Your task.
Everything in the listing must be transcribed exactly, from the first line to the last.
..............................
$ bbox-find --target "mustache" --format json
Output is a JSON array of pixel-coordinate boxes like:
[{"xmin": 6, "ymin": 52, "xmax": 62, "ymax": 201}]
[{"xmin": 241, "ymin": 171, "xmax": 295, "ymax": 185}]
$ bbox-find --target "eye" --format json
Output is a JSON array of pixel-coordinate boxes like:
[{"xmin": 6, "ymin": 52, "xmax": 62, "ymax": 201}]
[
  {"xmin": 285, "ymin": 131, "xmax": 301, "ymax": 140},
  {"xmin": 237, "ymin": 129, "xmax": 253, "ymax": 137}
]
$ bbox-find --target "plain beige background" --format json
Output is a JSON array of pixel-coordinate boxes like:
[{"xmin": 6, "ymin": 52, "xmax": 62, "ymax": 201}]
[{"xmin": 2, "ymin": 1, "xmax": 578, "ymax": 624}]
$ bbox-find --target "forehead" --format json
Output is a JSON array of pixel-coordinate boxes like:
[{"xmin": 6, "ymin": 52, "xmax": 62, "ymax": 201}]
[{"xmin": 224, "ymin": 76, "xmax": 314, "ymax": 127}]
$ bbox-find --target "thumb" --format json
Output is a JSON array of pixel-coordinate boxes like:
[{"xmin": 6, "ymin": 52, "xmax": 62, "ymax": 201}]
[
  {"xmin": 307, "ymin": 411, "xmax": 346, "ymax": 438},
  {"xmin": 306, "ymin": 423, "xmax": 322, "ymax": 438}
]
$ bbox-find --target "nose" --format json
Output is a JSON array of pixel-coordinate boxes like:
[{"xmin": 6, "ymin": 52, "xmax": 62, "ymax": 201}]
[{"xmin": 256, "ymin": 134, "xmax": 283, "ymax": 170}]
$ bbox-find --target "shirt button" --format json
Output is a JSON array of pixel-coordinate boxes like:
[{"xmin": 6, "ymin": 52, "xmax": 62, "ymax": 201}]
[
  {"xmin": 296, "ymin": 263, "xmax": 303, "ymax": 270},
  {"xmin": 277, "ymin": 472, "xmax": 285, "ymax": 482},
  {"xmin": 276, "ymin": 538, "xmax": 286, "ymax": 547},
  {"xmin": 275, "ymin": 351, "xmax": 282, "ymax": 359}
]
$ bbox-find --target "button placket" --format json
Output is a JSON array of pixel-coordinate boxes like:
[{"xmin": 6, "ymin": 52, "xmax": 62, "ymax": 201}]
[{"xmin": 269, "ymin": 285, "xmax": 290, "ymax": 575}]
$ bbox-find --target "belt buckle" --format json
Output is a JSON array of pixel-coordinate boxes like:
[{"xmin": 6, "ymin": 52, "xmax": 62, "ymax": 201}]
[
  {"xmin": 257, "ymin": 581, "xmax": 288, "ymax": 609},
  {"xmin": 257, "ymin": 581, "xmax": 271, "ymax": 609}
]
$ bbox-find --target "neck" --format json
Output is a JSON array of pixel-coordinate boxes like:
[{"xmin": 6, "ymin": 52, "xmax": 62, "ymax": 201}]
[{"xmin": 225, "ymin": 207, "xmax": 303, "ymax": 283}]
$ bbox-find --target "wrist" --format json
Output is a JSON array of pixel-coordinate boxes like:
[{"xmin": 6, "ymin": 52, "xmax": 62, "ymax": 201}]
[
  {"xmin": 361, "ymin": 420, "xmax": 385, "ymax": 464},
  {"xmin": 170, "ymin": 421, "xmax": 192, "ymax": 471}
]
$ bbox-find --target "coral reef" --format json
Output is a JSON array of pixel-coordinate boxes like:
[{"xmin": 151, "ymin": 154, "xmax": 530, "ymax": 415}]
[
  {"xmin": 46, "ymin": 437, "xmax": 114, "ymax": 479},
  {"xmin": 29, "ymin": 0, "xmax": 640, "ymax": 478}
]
..............................
Answer section.
$ bbox-find --target "mustache" --format json
Output is a JSON array of pixel-coordinate boxes like:
[{"xmin": 6, "ymin": 52, "xmax": 62, "ymax": 201}]
[{"xmin": 241, "ymin": 171, "xmax": 295, "ymax": 185}]
$ bbox-find --target "eye" --format json
Output is a JSON array of pixel-coordinate boxes like:
[{"xmin": 6, "ymin": 52, "xmax": 62, "ymax": 201}]
[
  {"xmin": 285, "ymin": 131, "xmax": 301, "ymax": 140},
  {"xmin": 237, "ymin": 129, "xmax": 253, "ymax": 137}
]
$ bbox-find --target "plain beige background" --format json
Output is a JSON array of pixel-coordinate boxes like:
[{"xmin": 6, "ymin": 52, "xmax": 62, "ymax": 201}]
[{"xmin": 2, "ymin": 1, "xmax": 578, "ymax": 624}]
$ bbox-find --target "forehead" --format json
Output is a JSON array of pixel-coordinate boxes like:
[{"xmin": 6, "ymin": 52, "xmax": 62, "ymax": 201}]
[{"xmin": 224, "ymin": 76, "xmax": 314, "ymax": 127}]
$ bbox-find --target "thumb" --format json
Output is a JSON array of pixel-coordinate boxes like:
[{"xmin": 6, "ymin": 52, "xmax": 62, "ymax": 201}]
[
  {"xmin": 307, "ymin": 411, "xmax": 346, "ymax": 438},
  {"xmin": 306, "ymin": 423, "xmax": 322, "ymax": 438}
]
$ bbox-find --target "nose" --format json
Output is a JSON array of pixel-coordinate boxes like:
[{"xmin": 6, "ymin": 52, "xmax": 62, "ymax": 201}]
[{"xmin": 256, "ymin": 134, "xmax": 283, "ymax": 170}]
$ bbox-find --target "shirt button" --format json
Output is a JSON array of pixel-coordinate boxes like:
[{"xmin": 6, "ymin": 52, "xmax": 62, "ymax": 201}]
[
  {"xmin": 296, "ymin": 263, "xmax": 303, "ymax": 270},
  {"xmin": 277, "ymin": 472, "xmax": 285, "ymax": 482},
  {"xmin": 276, "ymin": 538, "xmax": 286, "ymax": 547},
  {"xmin": 275, "ymin": 351, "xmax": 282, "ymax": 359}
]
$ bbox-find --target "button placket" --format json
Output is a JSON array of pixel-coordinate boxes like:
[{"xmin": 6, "ymin": 52, "xmax": 62, "ymax": 201}]
[{"xmin": 269, "ymin": 285, "xmax": 290, "ymax": 575}]
$ bbox-find --target "belt buckle" --format json
Output is a JSON array of pixel-coordinate boxes like:
[{"xmin": 6, "ymin": 52, "xmax": 62, "ymax": 201}]
[
  {"xmin": 257, "ymin": 581, "xmax": 288, "ymax": 609},
  {"xmin": 257, "ymin": 581, "xmax": 271, "ymax": 609}
]
$ bbox-find --target "neck" --format json
Output is a JSON array of pixel-coordinate boxes like:
[{"xmin": 6, "ymin": 52, "xmax": 62, "ymax": 201}]
[{"xmin": 225, "ymin": 207, "xmax": 303, "ymax": 283}]
$ bbox-find --target "wrist" --format json
Output is a JSON array of pixel-coordinate boxes like:
[{"xmin": 6, "ymin": 52, "xmax": 62, "ymax": 201}]
[
  {"xmin": 361, "ymin": 420, "xmax": 385, "ymax": 464},
  {"xmin": 170, "ymin": 421, "xmax": 192, "ymax": 471}
]
$ bbox-find --target "coral reef" --format json
Output is a JSON array of pixel-coordinate boxes like:
[{"xmin": 151, "ymin": 154, "xmax": 530, "ymax": 415}]
[
  {"xmin": 46, "ymin": 437, "xmax": 114, "ymax": 479},
  {"xmin": 29, "ymin": 0, "xmax": 640, "ymax": 478}
]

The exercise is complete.